**Metin Bölümü**
+ + + +

YARGITAY 4. HUKUK DAİRESİ

Tarih: 05.07.2017 Esas: 2015 / 10133 Karar: 2017 / 4553

Göçük Altında Kalan Araç Nedeniyle Tazminat Talep Edilen Dava; Araç Kasko Bedelinin Belirli, Kira Kaybının ise Belirlenebilir Olması Nedeniyle Belirsiz Alacak Davası Olarak Açılamaz.

Özet:

Davacı, maliki bulunduğu aracın göçük altında kalması nedeniyle kullanılamaz duruma geldiğini ileri sürerek araç zararının ve kira gelir kaybının tespit edilerek belirsiz alacak olarak tazmini talebinde bulunmuştur. Davanın belirsiz alacak davası türünde açılabilmesi için, davanın açıldığı tarih itibariyle uyuşmazlığa konu alacağın miktar veya değerinin tam ve kesin olarak davacı tarafça belirlenememesi gereklidir. Belirleyememe hali, değerin belirlenmesinin kendisinden gerçekten beklenilmemesi durumuna ya da objektif olarak imkansızlığa dayanmalıdır. Göçük altında kalan aracın kasko bedeli belirli, kira kaybı ise belirlenebilir niteliktedir. Şartları bulunmadığı halde dava belirsiz alacak davası olarak açılmıştır. Bu durumda, hukuki yarar yokluğundan davanın reddine karar verilmelidir.

+ + + +

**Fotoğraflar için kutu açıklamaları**

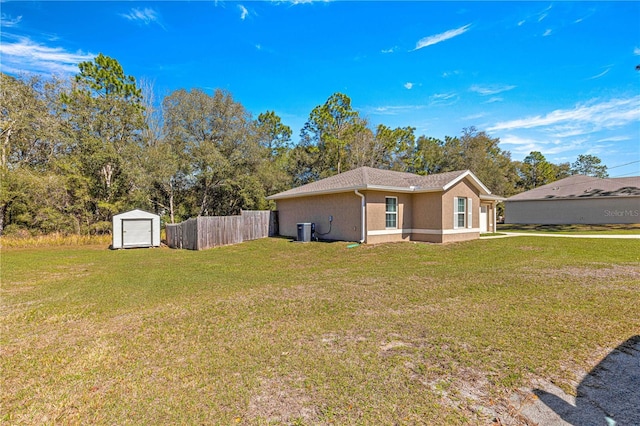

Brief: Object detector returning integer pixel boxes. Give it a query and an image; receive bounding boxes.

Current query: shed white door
[480,206,487,232]
[122,219,153,247]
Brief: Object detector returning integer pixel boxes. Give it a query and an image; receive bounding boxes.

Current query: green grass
[498,224,640,235]
[0,237,640,424]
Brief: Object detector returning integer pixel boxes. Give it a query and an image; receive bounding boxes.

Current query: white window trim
[384,196,399,229]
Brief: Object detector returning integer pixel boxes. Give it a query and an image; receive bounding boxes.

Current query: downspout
[355,189,366,244]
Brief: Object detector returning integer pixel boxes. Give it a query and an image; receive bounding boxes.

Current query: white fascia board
[442,170,491,195]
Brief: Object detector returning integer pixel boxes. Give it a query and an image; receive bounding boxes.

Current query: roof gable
[507,175,640,201]
[267,167,491,200]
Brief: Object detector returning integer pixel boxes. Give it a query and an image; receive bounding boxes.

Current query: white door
[122,219,152,247]
[480,206,487,232]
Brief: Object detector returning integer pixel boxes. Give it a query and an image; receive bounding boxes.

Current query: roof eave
[267,185,444,200]
[442,170,491,195]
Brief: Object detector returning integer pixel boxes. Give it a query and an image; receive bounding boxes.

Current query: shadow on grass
[533,335,640,426]
[498,224,640,233]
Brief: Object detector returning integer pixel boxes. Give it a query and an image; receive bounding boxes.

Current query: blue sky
[0,0,640,176]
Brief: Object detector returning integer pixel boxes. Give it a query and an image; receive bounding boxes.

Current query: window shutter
[453,197,458,229]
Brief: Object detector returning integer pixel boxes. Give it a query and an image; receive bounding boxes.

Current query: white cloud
[0,13,22,28]
[442,70,462,78]
[238,4,249,21]
[500,135,586,156]
[0,37,96,74]
[413,24,471,50]
[487,96,640,134]
[363,105,425,115]
[431,93,457,101]
[597,136,631,142]
[469,84,516,96]
[120,7,164,28]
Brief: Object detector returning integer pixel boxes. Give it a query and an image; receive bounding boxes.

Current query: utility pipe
[355,189,365,244]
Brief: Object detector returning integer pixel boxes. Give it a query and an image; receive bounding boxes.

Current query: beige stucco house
[504,175,640,225]
[268,167,503,243]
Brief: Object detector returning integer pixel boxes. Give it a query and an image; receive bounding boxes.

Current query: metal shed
[111,209,160,249]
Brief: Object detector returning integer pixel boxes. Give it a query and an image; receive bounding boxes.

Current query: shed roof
[113,209,160,220]
[507,175,640,201]
[267,167,491,200]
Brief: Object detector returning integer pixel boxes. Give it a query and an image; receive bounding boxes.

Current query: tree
[0,73,70,235]
[412,135,445,175]
[518,151,555,191]
[301,93,364,178]
[163,89,266,215]
[254,111,292,201]
[255,111,292,159]
[428,127,516,196]
[374,124,416,172]
[571,154,609,178]
[62,54,145,221]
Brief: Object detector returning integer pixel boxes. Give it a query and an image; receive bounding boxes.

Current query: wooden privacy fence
[166,210,278,250]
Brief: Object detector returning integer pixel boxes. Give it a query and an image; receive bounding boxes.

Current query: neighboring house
[505,175,640,225]
[267,167,503,243]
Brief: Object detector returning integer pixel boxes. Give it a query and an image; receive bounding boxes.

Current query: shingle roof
[267,167,490,200]
[507,175,640,201]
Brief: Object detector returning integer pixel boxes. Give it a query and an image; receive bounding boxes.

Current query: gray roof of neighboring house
[267,167,491,200]
[507,175,640,201]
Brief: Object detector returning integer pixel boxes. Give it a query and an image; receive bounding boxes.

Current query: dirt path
[504,335,640,426]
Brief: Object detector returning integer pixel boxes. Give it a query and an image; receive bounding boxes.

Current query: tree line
[0,54,607,235]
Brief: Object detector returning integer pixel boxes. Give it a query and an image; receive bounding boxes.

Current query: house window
[384,197,398,228]
[453,197,467,228]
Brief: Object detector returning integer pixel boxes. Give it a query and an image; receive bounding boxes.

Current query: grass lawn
[0,237,640,424]
[497,224,640,235]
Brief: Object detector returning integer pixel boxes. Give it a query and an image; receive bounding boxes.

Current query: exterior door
[480,206,487,233]
[122,219,153,247]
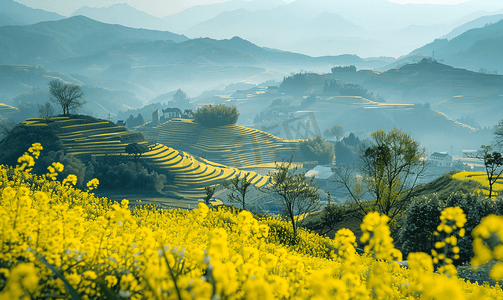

+ + + +

**Alıştırma Gereksinimleri**
1. Yargıtay kararında göçük altında kalan aracın kasko bedeli ile kira kaybı hangi nitelikte kabul edilmiştir?
2. Yargıtay kararını son cümlesinden sonra sürdürün.

**Görevlere Göre Yanıtlar**
1. Kasko bedeli belirli, kira kaybı ise belirlenebilir niteliktedir.

2.
Davacı tarafından, davalı aleyhine 20/05/2014 gününde verilen dilekçe ile maddi tazminat istenmesi üzerine mahkemece yapılan yargılama sonunda; davanın kabulüne dair verilen 09/01/2015 günlü kararın Yargıtay’ca incelenmesi davalı vekili tarafından süresi içinde istenilmekle temyiz dilekçesinin kabulüne karar verildikten sonra tetkik hakimi tarafından hazırlanan rapor ile dosya içerisindeki kağıtlar incelenerek gereği görüşüldü.

Dava, haksız eylem nedeniyle uğranılan zararın tazmini istemine ilişkindir.

Mahkemece, istemin kabulüne karar verilmiş; hüküm, davalı vekili tarafından temyiz edilmiştir.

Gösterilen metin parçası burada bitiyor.